## Exercise directions
Please copy every one of the rows below character for character, with nothing added, dropped, or changed.

## Extracted information
/---
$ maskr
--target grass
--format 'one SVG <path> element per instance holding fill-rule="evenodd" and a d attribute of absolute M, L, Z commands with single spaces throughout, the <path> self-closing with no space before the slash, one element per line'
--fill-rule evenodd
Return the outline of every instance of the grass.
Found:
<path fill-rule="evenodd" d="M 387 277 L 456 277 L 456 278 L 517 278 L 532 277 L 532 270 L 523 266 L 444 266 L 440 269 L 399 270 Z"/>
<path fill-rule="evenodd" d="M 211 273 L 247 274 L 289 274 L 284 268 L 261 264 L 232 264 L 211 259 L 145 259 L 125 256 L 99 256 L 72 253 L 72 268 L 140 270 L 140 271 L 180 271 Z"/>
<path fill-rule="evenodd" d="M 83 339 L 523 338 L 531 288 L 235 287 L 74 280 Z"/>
\---
## Solution for this exercise
$ maskr
--target grass
--format 'one SVG <path> element per instance holding fill-rule="evenodd" and a d attribute of absolute M, L, Z commands with single spaces throughout, the <path> self-closing with no space before the slash, one element per line'
--fill-rule evenodd
Return the outline of every instance of the grass.
Found:
<path fill-rule="evenodd" d="M 387 277 L 456 277 L 456 278 L 517 278 L 532 277 L 532 270 L 523 266 L 444 266 L 440 269 L 399 270 Z"/>
<path fill-rule="evenodd" d="M 211 273 L 247 274 L 289 274 L 284 268 L 261 264 L 232 264 L 211 259 L 145 259 L 125 256 L 99 256 L 72 253 L 72 268 L 140 270 L 140 271 L 180 271 Z"/>
<path fill-rule="evenodd" d="M 83 339 L 523 338 L 531 288 L 235 287 L 74 280 Z"/>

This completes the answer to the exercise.